§ Task prompt
Pictures stay out of the copy; output exactly the lines from the one containing "like x=571 y=317." through the end of the material.

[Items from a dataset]
— Begin —

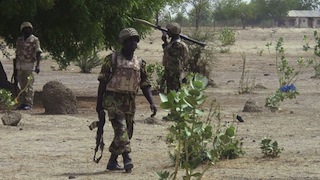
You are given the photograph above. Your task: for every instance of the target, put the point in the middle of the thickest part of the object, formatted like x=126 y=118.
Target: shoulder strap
x=114 y=58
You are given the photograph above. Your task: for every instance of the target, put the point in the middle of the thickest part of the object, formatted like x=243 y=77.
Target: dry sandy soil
x=61 y=146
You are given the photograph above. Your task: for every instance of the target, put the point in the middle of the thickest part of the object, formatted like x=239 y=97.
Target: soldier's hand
x=101 y=114
x=153 y=109
x=37 y=69
x=99 y=109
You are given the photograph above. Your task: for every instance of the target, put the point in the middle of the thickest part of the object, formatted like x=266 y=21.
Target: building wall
x=302 y=22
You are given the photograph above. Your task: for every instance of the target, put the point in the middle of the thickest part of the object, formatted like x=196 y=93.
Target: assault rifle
x=99 y=136
x=184 y=37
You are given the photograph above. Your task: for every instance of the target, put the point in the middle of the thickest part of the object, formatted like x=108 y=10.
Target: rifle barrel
x=184 y=37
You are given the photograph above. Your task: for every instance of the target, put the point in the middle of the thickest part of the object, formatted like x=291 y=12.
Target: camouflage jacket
x=26 y=52
x=121 y=73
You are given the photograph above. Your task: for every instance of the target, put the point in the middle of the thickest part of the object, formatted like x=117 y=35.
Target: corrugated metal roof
x=303 y=13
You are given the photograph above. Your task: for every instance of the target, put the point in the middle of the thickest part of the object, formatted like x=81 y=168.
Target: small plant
x=269 y=148
x=287 y=75
x=188 y=136
x=226 y=145
x=227 y=37
x=246 y=84
x=3 y=49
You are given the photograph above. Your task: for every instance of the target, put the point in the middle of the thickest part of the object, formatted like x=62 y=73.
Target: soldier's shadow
x=75 y=175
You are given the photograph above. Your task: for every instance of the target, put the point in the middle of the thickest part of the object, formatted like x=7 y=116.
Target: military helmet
x=174 y=28
x=26 y=24
x=127 y=33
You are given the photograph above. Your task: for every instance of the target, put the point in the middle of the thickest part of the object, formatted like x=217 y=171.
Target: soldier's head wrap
x=174 y=28
x=127 y=33
x=25 y=24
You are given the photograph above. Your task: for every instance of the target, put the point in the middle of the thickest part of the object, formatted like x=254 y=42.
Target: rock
x=251 y=106
x=58 y=99
x=11 y=118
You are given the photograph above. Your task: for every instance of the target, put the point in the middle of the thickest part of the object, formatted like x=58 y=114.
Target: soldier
x=175 y=57
x=28 y=56
x=119 y=80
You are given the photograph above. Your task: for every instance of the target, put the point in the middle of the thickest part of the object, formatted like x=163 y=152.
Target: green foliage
x=3 y=50
x=246 y=84
x=156 y=75
x=269 y=148
x=70 y=29
x=226 y=145
x=6 y=99
x=87 y=63
x=227 y=36
x=287 y=74
x=188 y=135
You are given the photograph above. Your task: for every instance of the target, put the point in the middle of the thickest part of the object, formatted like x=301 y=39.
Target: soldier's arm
x=146 y=88
x=103 y=78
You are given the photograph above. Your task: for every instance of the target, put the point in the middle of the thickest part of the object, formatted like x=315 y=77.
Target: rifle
x=99 y=136
x=184 y=37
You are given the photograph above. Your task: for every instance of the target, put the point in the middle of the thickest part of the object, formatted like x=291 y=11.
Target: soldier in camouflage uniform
x=175 y=58
x=27 y=61
x=121 y=75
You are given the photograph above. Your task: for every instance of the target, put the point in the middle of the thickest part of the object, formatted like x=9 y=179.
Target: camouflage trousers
x=121 y=109
x=27 y=95
x=172 y=79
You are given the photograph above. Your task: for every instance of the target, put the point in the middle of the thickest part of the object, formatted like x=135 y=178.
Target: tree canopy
x=72 y=28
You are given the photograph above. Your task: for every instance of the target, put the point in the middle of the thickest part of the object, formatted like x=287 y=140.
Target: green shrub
x=226 y=144
x=227 y=37
x=287 y=75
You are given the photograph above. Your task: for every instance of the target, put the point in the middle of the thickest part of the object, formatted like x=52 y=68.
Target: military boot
x=127 y=162
x=113 y=163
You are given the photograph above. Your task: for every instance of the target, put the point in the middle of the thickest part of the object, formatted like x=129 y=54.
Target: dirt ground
x=61 y=146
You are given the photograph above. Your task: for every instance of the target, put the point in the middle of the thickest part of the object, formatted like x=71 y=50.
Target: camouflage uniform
x=120 y=104
x=174 y=59
x=25 y=58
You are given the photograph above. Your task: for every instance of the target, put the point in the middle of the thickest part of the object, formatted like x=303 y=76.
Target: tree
x=69 y=29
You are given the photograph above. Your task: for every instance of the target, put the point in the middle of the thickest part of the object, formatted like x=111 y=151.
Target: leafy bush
x=188 y=136
x=227 y=37
x=269 y=148
x=226 y=145
x=287 y=75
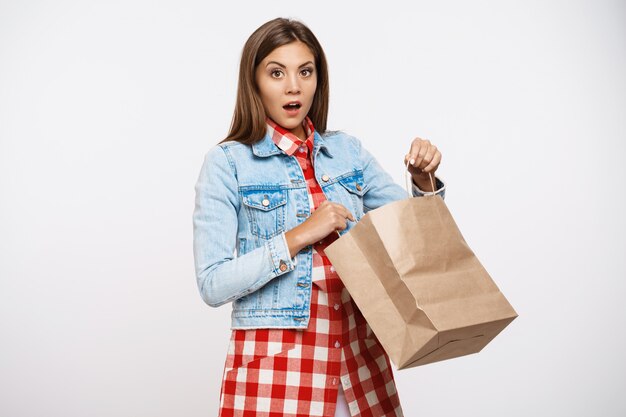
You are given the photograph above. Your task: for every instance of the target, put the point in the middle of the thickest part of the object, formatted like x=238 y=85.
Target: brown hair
x=248 y=123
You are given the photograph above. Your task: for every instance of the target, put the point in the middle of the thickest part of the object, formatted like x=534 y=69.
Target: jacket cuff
x=279 y=252
x=439 y=185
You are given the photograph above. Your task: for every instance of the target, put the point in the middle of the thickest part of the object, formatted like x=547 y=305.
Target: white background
x=107 y=109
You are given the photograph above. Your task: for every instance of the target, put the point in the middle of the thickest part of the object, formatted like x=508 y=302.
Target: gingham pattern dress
x=298 y=373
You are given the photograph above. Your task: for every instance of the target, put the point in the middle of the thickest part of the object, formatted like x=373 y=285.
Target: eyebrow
x=281 y=65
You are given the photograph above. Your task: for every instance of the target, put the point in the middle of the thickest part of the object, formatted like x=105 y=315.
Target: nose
x=293 y=85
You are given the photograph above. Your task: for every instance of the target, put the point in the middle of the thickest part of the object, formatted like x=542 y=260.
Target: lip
x=292 y=112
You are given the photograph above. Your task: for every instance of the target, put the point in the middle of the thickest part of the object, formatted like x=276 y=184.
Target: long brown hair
x=248 y=123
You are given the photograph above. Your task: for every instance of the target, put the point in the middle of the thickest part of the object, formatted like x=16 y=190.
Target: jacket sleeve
x=221 y=276
x=382 y=188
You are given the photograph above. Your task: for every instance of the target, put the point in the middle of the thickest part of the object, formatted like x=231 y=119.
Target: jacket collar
x=266 y=146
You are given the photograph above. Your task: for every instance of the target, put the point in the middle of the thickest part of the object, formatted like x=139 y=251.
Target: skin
x=288 y=73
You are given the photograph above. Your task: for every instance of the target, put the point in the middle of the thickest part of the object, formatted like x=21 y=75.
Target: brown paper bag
x=419 y=286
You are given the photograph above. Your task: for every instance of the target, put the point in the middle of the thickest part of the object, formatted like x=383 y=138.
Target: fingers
x=423 y=155
x=434 y=163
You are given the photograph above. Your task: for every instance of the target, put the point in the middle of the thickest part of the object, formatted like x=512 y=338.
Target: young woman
x=269 y=199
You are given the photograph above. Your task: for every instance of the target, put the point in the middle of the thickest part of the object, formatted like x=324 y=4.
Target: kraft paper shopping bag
x=420 y=287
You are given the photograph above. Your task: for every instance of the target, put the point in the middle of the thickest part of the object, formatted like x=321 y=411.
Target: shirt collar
x=286 y=140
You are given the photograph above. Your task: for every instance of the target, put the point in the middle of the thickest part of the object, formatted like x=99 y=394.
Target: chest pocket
x=356 y=187
x=266 y=210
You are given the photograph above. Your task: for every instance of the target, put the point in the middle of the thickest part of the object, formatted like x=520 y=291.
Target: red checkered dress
x=297 y=373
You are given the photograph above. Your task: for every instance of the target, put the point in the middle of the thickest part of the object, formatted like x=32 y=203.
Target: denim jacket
x=248 y=196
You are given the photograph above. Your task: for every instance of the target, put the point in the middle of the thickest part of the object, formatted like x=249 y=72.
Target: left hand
x=426 y=159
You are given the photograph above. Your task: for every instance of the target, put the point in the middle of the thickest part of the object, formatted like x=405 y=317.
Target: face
x=288 y=75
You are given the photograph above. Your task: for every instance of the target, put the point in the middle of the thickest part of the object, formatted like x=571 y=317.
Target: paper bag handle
x=409 y=182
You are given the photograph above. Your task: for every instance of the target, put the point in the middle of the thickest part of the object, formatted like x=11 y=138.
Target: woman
x=277 y=191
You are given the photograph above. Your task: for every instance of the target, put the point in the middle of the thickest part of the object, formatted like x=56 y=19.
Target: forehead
x=295 y=53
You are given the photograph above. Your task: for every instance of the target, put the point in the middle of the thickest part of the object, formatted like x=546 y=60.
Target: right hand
x=326 y=219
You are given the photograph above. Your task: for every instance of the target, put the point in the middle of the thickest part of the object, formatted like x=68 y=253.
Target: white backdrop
x=107 y=109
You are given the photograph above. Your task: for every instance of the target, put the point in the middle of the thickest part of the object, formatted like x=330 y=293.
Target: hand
x=425 y=159
x=326 y=219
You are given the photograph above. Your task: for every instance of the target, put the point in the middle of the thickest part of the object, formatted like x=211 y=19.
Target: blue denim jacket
x=247 y=197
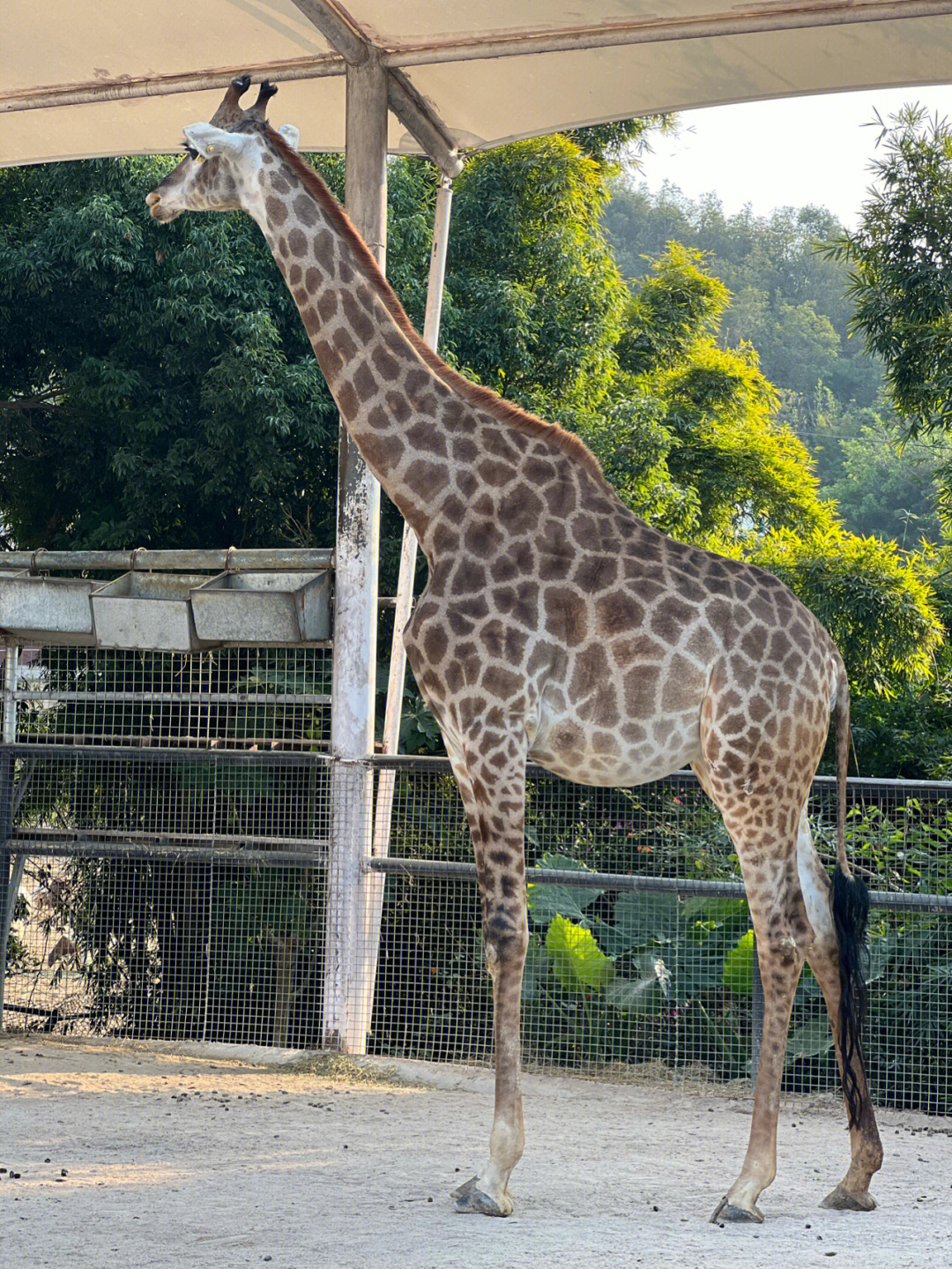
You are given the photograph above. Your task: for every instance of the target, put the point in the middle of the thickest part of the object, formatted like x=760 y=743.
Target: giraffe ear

— End —

§ Output
You are given the photograph above. Your task: for every instance of the target, put the point in the middle of the thickest part of the object, formatted like x=571 y=317.
Target: paper bag handle
x=409 y=182
You are given the photograph above. Your task: for every instance of the target, put the point in the middle of the thickest part of the object, formatted like x=11 y=138.
Target: woman
x=277 y=191
You are given the photograph above. Your task: for every instance of the target, put the point in the middle of the thickest part of the object, formatted like x=56 y=19.
Target: forehead
x=295 y=53
You are given the photograph above. Your task: for every instance of the target, put the point in the middle of the thickest part of the object, formatted like x=546 y=60.
Target: right hand
x=326 y=219
You are given the photograph above. Your task: for every instance of the target, put the point in the middle of the thickest part of the object, formatted like x=68 y=253.
Target: white backdrop
x=107 y=109
You are given the photograph above. Your task: for every instance of the target, put the point in the middle of the thickest part of the object, formatted like x=330 y=293.
Target: hand
x=425 y=159
x=326 y=219
You are given the photograph above. Your task: for every instance of the target, put the point in the middle of the thickest part of the object, formatted like x=211 y=19.
Target: blue denim jacket
x=247 y=197
You are given the photograph above. Your task: for every instance of the target, put the point in the middle of the thickest part of the object, formatted like x=760 y=743.
Target: giraffe ear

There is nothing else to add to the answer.